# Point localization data
************

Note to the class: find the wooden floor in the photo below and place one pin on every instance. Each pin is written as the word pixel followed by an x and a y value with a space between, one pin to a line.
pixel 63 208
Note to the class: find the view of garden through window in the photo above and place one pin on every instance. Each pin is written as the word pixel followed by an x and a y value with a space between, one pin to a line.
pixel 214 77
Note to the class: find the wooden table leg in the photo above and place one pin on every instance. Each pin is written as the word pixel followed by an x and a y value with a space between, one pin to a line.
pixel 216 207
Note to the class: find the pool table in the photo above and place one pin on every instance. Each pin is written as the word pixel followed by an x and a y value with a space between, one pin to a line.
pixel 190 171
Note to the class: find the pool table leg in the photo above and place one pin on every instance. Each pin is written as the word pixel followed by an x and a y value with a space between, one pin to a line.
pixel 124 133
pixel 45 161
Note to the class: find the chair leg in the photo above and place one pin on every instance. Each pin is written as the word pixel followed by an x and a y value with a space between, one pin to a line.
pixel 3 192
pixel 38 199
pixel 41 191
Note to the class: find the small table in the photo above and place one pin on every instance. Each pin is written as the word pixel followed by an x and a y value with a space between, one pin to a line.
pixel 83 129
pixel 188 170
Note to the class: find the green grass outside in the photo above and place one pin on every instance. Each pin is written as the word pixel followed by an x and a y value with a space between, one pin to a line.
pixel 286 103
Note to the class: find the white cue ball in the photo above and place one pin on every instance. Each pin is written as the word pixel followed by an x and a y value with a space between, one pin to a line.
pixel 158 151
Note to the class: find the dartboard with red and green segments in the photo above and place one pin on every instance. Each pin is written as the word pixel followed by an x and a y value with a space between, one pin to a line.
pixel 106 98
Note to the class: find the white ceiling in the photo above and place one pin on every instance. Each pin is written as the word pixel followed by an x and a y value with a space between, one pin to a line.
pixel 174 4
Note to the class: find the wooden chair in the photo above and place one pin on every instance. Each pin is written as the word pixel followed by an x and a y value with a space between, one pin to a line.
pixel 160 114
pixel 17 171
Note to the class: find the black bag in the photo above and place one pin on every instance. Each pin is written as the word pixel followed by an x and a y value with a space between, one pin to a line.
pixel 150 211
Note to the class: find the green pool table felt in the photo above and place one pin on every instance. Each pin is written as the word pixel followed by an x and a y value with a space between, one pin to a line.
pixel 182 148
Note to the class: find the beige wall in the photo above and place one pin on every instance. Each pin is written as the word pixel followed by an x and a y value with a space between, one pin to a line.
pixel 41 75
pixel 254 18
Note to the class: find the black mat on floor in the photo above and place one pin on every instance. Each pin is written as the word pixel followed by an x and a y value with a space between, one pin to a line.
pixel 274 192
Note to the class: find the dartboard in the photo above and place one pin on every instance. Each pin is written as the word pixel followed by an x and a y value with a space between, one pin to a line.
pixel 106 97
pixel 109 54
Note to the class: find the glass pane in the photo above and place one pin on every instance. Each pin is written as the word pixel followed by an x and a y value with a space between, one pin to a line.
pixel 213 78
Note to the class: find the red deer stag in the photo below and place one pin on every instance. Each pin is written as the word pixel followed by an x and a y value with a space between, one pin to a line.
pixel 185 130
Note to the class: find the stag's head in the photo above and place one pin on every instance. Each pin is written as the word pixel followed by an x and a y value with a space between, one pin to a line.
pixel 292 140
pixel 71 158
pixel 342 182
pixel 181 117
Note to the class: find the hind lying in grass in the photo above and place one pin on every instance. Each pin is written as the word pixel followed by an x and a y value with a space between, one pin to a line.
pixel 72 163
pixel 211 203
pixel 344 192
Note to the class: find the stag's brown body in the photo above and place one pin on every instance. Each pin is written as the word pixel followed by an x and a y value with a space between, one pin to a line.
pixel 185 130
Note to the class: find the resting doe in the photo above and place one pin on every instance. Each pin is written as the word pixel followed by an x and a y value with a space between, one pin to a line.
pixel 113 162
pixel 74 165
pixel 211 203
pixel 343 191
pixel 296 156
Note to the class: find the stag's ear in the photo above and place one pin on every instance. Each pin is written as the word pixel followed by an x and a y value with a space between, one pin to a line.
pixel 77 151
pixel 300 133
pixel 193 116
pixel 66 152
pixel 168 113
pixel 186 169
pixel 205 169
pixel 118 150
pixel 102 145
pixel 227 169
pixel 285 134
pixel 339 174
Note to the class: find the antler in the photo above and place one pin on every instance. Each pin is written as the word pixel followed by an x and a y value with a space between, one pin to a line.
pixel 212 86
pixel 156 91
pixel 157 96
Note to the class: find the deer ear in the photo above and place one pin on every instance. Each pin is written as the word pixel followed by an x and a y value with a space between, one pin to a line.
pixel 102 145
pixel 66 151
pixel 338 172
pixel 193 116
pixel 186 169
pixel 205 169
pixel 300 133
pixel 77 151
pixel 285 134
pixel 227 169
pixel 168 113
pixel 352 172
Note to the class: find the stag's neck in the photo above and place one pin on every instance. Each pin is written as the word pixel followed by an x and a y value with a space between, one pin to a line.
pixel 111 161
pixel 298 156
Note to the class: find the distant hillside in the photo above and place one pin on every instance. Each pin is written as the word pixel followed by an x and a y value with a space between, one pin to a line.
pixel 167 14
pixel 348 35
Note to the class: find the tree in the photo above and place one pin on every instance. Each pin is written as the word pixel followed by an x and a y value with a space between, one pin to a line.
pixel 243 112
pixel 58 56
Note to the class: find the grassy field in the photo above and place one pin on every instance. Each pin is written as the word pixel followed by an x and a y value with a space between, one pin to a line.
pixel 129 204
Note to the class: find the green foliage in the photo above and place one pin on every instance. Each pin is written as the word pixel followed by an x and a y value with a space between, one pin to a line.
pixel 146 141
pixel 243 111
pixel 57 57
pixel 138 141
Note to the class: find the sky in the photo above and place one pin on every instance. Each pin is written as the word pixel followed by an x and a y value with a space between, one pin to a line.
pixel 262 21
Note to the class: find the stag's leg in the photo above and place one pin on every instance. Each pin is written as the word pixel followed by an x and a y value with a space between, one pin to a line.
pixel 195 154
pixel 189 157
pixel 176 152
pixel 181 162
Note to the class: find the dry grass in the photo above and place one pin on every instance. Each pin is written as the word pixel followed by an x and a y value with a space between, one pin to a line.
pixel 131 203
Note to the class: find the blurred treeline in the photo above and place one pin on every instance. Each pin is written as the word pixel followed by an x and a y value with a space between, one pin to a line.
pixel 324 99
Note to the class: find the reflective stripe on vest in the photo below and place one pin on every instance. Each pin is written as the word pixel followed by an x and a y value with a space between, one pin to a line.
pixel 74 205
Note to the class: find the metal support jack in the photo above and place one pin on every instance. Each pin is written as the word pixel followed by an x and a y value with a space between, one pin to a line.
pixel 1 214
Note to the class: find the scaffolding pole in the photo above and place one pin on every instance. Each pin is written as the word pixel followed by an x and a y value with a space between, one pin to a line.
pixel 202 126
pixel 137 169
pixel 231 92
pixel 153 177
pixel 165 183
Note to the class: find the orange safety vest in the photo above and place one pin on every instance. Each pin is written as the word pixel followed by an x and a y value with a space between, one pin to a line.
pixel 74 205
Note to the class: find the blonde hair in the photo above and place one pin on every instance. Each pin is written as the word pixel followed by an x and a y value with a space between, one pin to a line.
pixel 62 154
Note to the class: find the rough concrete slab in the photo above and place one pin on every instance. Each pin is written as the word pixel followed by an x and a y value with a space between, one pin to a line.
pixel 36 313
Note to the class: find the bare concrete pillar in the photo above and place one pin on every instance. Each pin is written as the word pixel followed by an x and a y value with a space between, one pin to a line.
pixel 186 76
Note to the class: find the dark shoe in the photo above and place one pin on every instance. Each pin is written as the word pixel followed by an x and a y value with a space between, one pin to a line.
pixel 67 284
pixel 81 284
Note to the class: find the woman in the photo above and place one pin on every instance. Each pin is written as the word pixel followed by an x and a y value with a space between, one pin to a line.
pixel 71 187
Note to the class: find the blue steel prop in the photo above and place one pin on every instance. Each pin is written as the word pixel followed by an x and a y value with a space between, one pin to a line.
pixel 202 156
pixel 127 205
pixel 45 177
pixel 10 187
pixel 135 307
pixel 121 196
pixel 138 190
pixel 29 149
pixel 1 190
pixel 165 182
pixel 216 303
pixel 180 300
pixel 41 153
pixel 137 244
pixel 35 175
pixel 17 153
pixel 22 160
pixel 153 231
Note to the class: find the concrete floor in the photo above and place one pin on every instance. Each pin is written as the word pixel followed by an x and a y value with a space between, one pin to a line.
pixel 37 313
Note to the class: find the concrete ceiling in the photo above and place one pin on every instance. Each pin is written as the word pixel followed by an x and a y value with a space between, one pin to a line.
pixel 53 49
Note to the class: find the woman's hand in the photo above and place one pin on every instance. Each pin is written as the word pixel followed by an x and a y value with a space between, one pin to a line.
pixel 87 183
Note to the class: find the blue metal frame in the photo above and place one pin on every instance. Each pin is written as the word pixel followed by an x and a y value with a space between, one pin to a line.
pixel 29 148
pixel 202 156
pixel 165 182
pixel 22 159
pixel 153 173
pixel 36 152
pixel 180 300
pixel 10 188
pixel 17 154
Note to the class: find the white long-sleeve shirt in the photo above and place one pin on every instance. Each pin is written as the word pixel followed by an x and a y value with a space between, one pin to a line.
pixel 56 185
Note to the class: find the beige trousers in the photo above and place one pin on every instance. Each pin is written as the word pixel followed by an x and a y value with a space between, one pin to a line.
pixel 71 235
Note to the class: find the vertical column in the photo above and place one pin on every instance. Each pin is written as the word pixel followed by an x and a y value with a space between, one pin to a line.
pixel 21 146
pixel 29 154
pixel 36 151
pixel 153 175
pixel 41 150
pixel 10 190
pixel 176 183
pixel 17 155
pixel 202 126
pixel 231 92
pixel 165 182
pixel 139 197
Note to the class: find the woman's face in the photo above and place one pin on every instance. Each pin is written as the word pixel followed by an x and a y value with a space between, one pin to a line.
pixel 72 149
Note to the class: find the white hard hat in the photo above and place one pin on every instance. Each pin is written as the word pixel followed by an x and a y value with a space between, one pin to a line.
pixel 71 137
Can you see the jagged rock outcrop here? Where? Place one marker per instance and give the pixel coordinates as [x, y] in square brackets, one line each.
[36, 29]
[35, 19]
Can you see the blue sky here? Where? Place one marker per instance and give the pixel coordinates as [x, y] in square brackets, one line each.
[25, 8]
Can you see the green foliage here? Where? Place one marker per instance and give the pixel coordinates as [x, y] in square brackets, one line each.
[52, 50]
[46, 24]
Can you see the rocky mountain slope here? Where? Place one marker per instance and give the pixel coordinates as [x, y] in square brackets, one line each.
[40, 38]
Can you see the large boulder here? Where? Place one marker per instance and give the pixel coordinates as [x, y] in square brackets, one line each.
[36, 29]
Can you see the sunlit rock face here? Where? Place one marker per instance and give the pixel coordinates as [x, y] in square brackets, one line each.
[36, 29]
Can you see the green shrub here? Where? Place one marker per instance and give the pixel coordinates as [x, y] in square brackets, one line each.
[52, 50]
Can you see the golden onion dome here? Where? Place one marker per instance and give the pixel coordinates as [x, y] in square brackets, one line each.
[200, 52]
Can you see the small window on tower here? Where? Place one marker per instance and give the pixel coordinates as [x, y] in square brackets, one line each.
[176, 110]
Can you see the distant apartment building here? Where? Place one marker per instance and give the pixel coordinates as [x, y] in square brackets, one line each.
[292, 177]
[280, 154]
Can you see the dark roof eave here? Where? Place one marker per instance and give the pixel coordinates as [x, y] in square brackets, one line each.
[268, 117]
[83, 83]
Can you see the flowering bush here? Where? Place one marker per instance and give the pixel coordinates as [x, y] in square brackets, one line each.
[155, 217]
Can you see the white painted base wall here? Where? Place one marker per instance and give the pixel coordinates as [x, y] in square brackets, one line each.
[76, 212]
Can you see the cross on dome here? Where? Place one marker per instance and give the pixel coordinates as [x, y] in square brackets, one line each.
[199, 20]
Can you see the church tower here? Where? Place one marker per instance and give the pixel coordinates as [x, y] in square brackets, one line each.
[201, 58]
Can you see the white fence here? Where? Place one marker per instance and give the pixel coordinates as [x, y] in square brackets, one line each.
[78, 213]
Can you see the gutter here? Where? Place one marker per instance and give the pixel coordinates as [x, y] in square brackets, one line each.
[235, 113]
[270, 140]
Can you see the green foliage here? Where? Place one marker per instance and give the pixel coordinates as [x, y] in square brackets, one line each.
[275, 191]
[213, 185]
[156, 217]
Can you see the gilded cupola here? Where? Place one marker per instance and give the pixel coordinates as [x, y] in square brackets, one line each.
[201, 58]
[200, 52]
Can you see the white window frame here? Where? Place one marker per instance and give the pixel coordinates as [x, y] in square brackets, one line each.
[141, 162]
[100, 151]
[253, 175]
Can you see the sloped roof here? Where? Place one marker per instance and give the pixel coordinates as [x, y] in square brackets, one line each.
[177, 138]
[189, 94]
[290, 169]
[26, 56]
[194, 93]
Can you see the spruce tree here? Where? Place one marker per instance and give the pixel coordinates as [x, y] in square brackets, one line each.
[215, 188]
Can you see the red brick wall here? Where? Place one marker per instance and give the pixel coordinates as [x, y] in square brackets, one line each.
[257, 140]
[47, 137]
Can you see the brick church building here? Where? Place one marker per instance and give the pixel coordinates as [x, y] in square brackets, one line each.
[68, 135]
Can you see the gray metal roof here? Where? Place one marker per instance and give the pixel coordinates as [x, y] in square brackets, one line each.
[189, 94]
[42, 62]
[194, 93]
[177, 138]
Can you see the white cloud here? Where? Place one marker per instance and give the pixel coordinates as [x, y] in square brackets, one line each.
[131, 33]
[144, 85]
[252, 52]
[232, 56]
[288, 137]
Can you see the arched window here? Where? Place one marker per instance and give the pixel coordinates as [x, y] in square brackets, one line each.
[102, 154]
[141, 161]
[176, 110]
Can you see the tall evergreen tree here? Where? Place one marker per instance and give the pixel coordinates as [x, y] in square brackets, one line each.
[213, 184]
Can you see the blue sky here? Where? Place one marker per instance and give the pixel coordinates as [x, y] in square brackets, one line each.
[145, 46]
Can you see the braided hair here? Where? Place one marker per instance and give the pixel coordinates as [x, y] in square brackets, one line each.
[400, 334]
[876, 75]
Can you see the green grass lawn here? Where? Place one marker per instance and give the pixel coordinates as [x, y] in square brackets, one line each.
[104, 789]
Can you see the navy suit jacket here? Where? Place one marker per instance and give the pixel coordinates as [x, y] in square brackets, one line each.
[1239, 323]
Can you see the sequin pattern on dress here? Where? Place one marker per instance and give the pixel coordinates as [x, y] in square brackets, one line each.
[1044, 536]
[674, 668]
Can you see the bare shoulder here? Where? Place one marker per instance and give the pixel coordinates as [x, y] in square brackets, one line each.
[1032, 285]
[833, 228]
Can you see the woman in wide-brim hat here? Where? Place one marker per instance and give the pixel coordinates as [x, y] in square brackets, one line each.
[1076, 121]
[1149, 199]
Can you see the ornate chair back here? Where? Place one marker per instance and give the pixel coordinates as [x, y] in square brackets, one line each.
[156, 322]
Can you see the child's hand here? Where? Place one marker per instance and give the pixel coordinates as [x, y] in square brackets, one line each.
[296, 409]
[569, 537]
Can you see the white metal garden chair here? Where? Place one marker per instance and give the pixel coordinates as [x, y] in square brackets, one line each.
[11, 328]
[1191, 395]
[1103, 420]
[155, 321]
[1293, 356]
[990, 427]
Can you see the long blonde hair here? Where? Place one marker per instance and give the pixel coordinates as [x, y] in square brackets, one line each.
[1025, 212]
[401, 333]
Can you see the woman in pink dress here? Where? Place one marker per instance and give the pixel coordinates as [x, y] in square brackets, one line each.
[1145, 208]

************

# WHAT YOU SHOULD DO
In the answer, please give only the lines from the line containing "Can you see the white metal" through the final line of the data, copied exactly.

# REPLY TO THE EXERCISE
Can you see the white metal garden chair here? Where? Place one marker per instance and give the pixel coordinates as [x, y] in square brackets, one line each.
[11, 328]
[1191, 395]
[1103, 420]
[155, 321]
[1293, 356]
[990, 427]
Can you see the long blonde hair here? Where? Place one marker per instance and give the pixel coordinates as [x, y] in square brackets, one line each.
[1025, 212]
[401, 333]
Can you see the woman in pink dress here? Where? Place one marker per instance and give the pixel coordinates as [x, y] in square brackets, one line each.
[1145, 208]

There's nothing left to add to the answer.